* _EXERCISE INSTRUCTIONS_
1. Say whether each statement below agrees with the article on the echoes of the Great War. Answer yes or no for each, and quote the words of the article that decide it. (a) The Sleepwalkers was written by British professor Christopher Clark. (b) Clark's book became a "political bible" ten years ago, at the centenary of the war. (c) Clark's book diagnoses World War I as more of a crime than a tragedy.
2. Continue the article on the echoes of the Great War from the point where it stops.

* _TEXT SHOWN_
________

How different the echoes of the Great War sound
10.11.2020
Article by Jan Rokita on the occasion of the Independence Day. Published in the monthly magazine “Wszystko Co Najważniejsze” (Poland) as part of a historical education project of the Institute of National Remembrance.
HEADLINE: Poland immersed in history. It will make us understand why over a million of Ukrainian immigrants, who have been welcomed here with open arms, live and work in Poland. Also, we will find out about at the European Union summit where the Polish Prime Minister is (successfully) striving for a plan of extensive economic support for Belarus.
TITLE: How different the echoes of the Great War sound
AUTHOR: Jan ROKITA
EXCERPT: The political mission of the contemporary Polish state has been built due to a specific "transmission" of the Union to the East. Being unaware of this fact, it is utterly impossible to understand Polish policy of the last 25 years.
The famous book The Sleepwalkers, by British professor Christopher Clark, investigates World War I, diagnosing it to be more of a tragedy than a crime. The Great War was started by the title "sleepwalkers", unaware of the historical scale of the catastrophe they had perpetrated. Not only the hecatomb of victims and the scale of the destruction turned out to be catastrophic but also, above all, the collapse of the European political order, admired by many to the present day as the "beautiful 19th century". Six years ago, when the centenary of that war took place, Clark's book became the "political bible" of politicians and intellectuals who, smacking their lips with appreciation, discussed its theses at countless conferences, always concluding with the same caution against repeating the "sleepwalking" precedent. Looking from the Western European perspective of „la belle époque”, which was brutally interrupted by that war, one may say that this kind of narration dictated to Europe by Clark is not only logical but also holds the value of moral nobility. However, this narrative must struck the Pole by the radical difference of the 20th century experience in Central and Eastern Europe. The difference that a contemporary French, Italian or even German probably is not aware of, not to mention he or she would accept it.

________

Data entries:
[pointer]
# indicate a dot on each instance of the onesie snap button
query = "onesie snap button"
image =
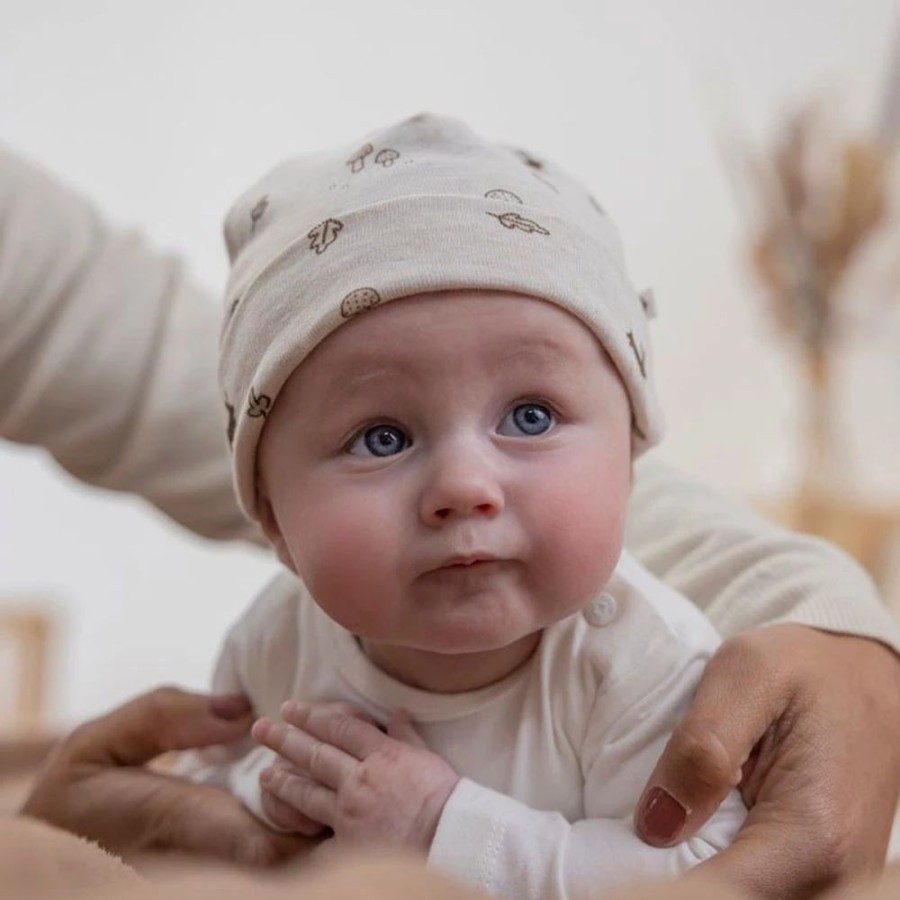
(601, 610)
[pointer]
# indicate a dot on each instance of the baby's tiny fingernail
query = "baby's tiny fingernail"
(229, 706)
(661, 817)
(293, 708)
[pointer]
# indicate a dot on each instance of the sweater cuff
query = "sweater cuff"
(846, 615)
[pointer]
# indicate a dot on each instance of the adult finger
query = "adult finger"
(201, 819)
(154, 723)
(735, 703)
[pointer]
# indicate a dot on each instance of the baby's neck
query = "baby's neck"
(444, 673)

________

* _WRITTEN RESPONSES_
1.
(a) Yes: "The famous book The Sleepwalkers, by British professor Christopher Clark"
(b) No: "Six years ago, when the centenary of that war took place"
(c) No: "diagnosing it to be more of a tragedy than a crime"

2.
One of the most famous passages from Polish literature, kept in the memory of every Pole since school time, is the prayer from the Pilgrim's Litany by the greatest Polish poet, Adam Mickiewicz: “For the general war for the freedom of peoples! We ask You, Lord”. [translator's note: literal translation] The passage is perceived to be a prophetic announcement of the outbreak of war, which, followed by lasting more than a hundred years of occupation, will finally bring Poles freedom and the possibility of living in their own country. In this Polish narrative, 1914 is neither a “crime” nor a “tragedy.” Quite the opposite, it is a historical announcement of freedom restored four years later. It was the time when the unexpected result of that war entailed the fall of the three occupying emperors: German, Russian and Austrian.
It was a key moment for the Polish understanding of the world and the position of Poland in it. Having won the war, England and France paved the way for Poles to regain freedom, and thus these two powers were inscribed as “friendly” and “allied” in the code of Polish political self-awareness passed down from generation to generation. But that's not enough. Every child in Poland knows that the victory was only possible due to the fact that the Americans entered Europe for the first time in history. As they had left the continent shortly after, being disgusted with the quality of European politics, it did not take long for the tragedy to happen again. The Second World War became the most obvious proof of this. So, this belief in the almost “magical” power of Americans' presence in Europe was also rooted in the political DNA that shaped the identity of Poles.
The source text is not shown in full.